■ **EXCERPT TO READ**:
I'm trying to create a Kafka-connect connector to sink from an AVRO Topic to a file.
And then restore this file to another topic using kafka-connect.
The sink is working fine, I could see the sink file growing and read the data. But when I try to restore to a new topic, the new topic stays with no data..
And I get no errors, I already reset the offset, I create a new kafka-connect and tried to restore, I create a full new Kafka cluster and always the same, no error on the source connector, but the topic is empty.
Here the output of the source connector config:
{
"name": "restored-exchange-rate-log",
"config": {
"connector.class": "org.apache.kafka.connect.file.FileStreamSourceConnector",
"value.converter.schema.registry.url": "http://kafka-schema:8881",
"file": "/tmp/exchange-rate-log.sink.txt",
"format.include.keys": "true",
"source.auto.offset.reset": "earliest",
"tasks.max": "1",
"value.converter.schemas.enable": "true",
"name": "restored-exchange-rate-log",
"topic": "restored-exchange-rate-log",
"value.converter": "io.confluent.connect.avro.AvroConverter",
"key.converter": "org.apache.kafka.connect.storage.StringConverter"
},
"tasks": [
{
"connector": "restored-exchange-rate-log",
"task": 0
}
],
"type": "source"
}
And here the output of the source connecotor status:
{
"name": "restored-exchange-rate-log",
"connector": {
"state": "RUNNING",
"worker_id": "kafka-connect:8883"
},
"tasks": [
{
"state": "RUNNING",
"id": 0,
"worker_id": "kafka-connect:8883"
}
],
"type": "source"

■ **TASK A**:
Answer from the Kafka Connect post:
(i) Which file does the source connector read from?
(ii) What class is set as the value converter?
(iii) What state does the status output give for task 0?
■ **TASK B**: Could you carry on the Kafka Connect post from its last line shown?
The data after this point is separate material, unrelated to the Kafka Connect post.

■ **DATA LINES**:
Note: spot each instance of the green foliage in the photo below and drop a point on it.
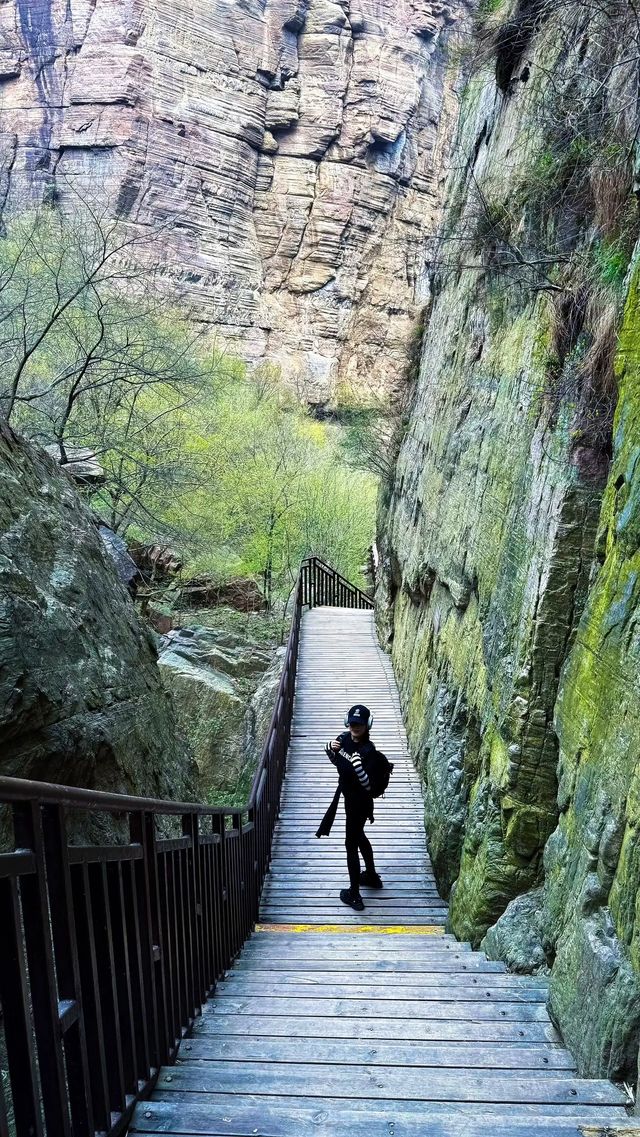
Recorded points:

■ **ANSWER A**:
(i) /tmp/exchange-rate-log.sink.txt
(ii) io.confluent.connect.avro.AvroConverter
(iii) RUNNING

■ **ANSWER B**:
}
Here the output of the sink connector config:
{
"name": "bkp-exchange-rate-log",
"config": {
"connector.class": "org.apache.kafka.connect.file.FileStreamSinkConnector",
"source.auto.offset.reset": "earliest",
"tasks.max": "1",
"topics": "exchange-rate-log",
"value.converter.value.subject.name.strategy": "io.confluent.kafka.serializers.subject.RecordNameStrategy",
"value.converter.schema.registry.url": "http://kafka-schema:8881",
"file": "/tmp/exchange-rate-log.sink.txt",
"format.include.keys": "true",
"value.converter.schemas.enable": "true",
"name": "bkp-exchange-rate-log",
"value.converter": "io.confluent.connect.avro.AvroConverter",
"key.converter": "org.apache.kafka.connect.storage.StringConverter"
},
"tasks": [
{
"connector": "bkp-exchange-rate-log",
"task": 0
}
],
"type": "sink"
}
Here the output of the sink connector status:
{
"name": "bkp-exchange-rate-log",
"connector": {
"state": "RUNNING",
"worker_id": "kafka-connect:8883"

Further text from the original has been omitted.